→ **To be done**:
Copy out the stretch of data below, from the line containing "If you could segment every instance of the framed" through the line containing "[[[30,211],[263,199],[264,20],[30,5]]]", reproducing each line without any change.

-- start Data supplied --

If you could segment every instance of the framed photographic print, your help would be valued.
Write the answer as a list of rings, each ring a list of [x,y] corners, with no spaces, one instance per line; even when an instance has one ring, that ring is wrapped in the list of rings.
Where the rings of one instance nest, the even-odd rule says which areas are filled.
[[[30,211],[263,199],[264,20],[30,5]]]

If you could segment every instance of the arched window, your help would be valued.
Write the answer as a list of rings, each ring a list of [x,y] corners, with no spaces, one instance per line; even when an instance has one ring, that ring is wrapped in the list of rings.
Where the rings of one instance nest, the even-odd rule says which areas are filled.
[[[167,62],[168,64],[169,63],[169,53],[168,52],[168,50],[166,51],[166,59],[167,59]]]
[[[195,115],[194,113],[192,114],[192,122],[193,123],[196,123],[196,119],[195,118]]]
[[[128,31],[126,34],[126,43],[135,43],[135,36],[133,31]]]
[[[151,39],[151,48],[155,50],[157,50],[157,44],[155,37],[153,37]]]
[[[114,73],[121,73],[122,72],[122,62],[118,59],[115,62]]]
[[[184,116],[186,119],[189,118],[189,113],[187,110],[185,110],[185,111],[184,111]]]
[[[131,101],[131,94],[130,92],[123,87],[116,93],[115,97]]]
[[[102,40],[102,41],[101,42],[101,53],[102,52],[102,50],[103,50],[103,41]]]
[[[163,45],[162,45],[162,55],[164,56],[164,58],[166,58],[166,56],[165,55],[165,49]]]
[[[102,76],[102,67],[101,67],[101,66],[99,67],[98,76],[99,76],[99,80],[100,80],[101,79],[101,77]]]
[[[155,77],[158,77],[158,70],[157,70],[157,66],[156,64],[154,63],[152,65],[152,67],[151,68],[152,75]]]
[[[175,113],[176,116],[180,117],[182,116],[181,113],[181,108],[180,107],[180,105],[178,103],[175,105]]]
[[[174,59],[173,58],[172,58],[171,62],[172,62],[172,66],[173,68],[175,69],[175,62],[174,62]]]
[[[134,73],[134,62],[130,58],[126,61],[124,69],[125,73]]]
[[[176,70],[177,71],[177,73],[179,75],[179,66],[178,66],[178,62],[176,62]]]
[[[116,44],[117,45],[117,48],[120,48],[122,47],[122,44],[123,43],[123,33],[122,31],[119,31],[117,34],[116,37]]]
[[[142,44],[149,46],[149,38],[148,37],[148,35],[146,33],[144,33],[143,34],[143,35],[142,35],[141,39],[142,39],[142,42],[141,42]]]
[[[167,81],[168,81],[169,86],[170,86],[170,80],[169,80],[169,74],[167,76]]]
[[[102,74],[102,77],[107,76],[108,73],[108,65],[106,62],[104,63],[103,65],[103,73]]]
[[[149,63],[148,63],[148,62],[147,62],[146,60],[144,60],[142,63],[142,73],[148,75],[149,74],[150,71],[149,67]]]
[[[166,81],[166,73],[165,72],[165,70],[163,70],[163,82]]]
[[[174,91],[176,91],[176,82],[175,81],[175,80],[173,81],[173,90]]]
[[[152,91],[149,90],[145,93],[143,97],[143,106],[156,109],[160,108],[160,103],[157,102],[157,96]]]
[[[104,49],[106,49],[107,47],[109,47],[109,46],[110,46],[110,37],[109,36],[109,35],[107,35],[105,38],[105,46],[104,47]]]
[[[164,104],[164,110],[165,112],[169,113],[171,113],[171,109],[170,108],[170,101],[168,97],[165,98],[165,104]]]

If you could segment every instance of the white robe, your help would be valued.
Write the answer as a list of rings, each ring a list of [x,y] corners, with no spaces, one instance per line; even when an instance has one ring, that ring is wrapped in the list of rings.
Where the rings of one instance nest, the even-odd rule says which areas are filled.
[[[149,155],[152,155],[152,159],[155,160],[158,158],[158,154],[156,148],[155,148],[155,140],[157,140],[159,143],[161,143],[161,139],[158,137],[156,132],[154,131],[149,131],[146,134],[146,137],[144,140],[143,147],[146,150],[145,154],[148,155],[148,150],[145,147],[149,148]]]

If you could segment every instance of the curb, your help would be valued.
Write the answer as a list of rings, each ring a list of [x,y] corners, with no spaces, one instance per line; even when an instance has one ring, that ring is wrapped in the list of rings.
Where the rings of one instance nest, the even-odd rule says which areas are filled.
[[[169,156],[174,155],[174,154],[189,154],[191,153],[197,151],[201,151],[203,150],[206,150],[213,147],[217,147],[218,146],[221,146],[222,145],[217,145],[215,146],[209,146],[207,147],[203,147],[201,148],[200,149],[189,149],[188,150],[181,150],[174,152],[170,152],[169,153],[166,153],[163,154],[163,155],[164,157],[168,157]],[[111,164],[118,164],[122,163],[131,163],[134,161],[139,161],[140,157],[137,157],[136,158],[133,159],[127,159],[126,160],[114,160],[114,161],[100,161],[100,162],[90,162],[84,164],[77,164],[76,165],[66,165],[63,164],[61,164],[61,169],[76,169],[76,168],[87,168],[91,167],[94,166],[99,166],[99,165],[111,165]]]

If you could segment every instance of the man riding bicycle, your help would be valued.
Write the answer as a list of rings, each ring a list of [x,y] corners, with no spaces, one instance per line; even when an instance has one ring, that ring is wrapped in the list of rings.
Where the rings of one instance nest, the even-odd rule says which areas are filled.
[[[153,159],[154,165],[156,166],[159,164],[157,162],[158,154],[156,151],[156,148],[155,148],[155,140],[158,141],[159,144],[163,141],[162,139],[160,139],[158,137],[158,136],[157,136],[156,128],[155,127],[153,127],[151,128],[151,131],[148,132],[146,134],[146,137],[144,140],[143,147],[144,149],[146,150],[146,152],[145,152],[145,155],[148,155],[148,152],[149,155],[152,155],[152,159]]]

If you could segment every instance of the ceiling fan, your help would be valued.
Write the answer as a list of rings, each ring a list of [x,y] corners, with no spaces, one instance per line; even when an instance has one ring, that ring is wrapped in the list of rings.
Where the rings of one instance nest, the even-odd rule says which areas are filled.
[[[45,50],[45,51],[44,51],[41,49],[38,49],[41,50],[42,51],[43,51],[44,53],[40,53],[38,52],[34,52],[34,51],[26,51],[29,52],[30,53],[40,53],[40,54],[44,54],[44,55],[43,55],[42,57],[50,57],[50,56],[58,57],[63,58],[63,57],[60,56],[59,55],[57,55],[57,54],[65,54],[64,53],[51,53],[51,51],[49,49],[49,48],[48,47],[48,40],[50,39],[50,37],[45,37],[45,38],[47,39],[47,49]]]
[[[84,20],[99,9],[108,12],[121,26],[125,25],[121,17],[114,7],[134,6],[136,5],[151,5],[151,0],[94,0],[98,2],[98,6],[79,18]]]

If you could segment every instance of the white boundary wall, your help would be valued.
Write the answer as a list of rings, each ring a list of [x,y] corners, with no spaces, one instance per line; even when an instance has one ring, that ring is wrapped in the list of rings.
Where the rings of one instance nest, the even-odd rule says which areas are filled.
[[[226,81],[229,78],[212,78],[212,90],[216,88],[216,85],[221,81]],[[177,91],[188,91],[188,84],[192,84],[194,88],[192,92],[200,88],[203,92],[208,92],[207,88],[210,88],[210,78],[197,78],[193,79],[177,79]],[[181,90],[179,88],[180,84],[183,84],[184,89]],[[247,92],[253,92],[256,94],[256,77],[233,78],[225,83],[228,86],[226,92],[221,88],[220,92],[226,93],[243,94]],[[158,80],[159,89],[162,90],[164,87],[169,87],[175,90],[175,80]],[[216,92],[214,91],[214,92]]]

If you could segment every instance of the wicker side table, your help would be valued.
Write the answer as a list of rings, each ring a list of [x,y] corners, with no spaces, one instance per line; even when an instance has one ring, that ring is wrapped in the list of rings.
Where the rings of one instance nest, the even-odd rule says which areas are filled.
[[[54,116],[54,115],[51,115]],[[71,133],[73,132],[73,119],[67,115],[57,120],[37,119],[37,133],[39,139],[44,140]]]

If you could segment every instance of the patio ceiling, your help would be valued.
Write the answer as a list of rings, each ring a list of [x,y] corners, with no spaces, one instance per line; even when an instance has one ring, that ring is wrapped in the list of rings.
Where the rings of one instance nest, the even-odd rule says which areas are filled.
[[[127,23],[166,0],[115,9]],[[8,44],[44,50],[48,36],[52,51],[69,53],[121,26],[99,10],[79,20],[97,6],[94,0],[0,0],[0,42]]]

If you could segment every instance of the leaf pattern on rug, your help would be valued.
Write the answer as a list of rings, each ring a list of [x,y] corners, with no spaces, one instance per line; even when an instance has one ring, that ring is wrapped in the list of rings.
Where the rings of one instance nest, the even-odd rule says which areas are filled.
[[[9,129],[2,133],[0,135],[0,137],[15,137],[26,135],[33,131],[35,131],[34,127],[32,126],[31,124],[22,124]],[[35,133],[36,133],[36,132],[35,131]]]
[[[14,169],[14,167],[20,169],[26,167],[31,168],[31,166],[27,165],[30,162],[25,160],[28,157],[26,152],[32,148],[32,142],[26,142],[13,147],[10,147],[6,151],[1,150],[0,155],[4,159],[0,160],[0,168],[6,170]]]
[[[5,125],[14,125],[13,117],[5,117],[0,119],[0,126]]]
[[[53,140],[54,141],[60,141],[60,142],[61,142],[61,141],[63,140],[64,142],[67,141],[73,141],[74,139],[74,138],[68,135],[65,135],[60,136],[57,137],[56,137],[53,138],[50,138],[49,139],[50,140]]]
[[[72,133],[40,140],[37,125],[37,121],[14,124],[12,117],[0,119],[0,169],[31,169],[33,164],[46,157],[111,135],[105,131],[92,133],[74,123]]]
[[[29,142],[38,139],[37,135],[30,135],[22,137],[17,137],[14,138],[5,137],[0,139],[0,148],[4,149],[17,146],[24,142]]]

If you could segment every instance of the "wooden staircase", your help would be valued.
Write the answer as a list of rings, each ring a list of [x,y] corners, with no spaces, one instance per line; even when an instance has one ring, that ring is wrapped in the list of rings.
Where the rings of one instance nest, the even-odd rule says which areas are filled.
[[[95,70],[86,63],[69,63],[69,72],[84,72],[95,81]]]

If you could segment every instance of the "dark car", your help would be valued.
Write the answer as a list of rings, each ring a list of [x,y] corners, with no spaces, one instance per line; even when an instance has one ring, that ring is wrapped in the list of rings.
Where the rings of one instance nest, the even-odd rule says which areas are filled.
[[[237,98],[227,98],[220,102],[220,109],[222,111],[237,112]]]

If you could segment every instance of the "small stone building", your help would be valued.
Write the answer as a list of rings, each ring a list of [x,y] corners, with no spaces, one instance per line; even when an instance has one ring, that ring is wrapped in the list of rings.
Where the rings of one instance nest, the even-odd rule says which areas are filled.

-- end Data supplied --
-- start Data supplied --

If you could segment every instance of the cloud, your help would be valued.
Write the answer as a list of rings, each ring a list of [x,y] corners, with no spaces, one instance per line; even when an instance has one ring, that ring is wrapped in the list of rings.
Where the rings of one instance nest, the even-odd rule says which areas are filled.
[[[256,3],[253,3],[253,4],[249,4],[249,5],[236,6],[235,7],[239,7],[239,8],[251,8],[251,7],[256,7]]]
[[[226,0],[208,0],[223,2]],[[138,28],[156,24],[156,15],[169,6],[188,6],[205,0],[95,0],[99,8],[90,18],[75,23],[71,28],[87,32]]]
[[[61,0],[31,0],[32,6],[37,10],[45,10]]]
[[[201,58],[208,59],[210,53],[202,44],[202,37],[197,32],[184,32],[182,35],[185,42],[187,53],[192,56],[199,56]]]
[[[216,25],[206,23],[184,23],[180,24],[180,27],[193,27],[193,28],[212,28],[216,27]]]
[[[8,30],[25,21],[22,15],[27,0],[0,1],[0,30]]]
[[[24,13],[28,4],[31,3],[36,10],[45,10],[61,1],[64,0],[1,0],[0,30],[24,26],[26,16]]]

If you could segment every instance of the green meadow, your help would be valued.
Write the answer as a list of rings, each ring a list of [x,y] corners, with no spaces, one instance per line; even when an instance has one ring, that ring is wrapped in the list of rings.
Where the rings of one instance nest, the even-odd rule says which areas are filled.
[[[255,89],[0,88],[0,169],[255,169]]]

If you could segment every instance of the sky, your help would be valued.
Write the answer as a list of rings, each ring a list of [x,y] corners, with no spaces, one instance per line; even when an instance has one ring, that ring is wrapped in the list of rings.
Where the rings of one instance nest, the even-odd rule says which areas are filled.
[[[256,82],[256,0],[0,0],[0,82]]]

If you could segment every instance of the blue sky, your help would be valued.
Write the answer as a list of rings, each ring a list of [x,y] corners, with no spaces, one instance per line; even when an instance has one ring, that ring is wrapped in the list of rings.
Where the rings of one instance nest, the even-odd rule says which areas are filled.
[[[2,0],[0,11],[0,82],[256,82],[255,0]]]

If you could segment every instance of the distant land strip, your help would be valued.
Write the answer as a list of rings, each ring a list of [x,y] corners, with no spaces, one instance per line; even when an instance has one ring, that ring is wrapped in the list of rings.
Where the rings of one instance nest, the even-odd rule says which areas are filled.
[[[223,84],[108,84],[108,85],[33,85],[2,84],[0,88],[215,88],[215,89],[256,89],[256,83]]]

-- end Data supplied --

→ **Exercise result**:
If you could segment every instance of the framed photographic print, your help would be valued.
Write the answer as a list of rings, each ring a list of [x,y] corners, with no spaces, one instance per line; even when an instance has one ring, that ring is wrapped in the list of rings.
Where the rings of one instance nest, the even-odd rule says which areas are filled.
[[[30,211],[263,199],[264,20],[30,5]]]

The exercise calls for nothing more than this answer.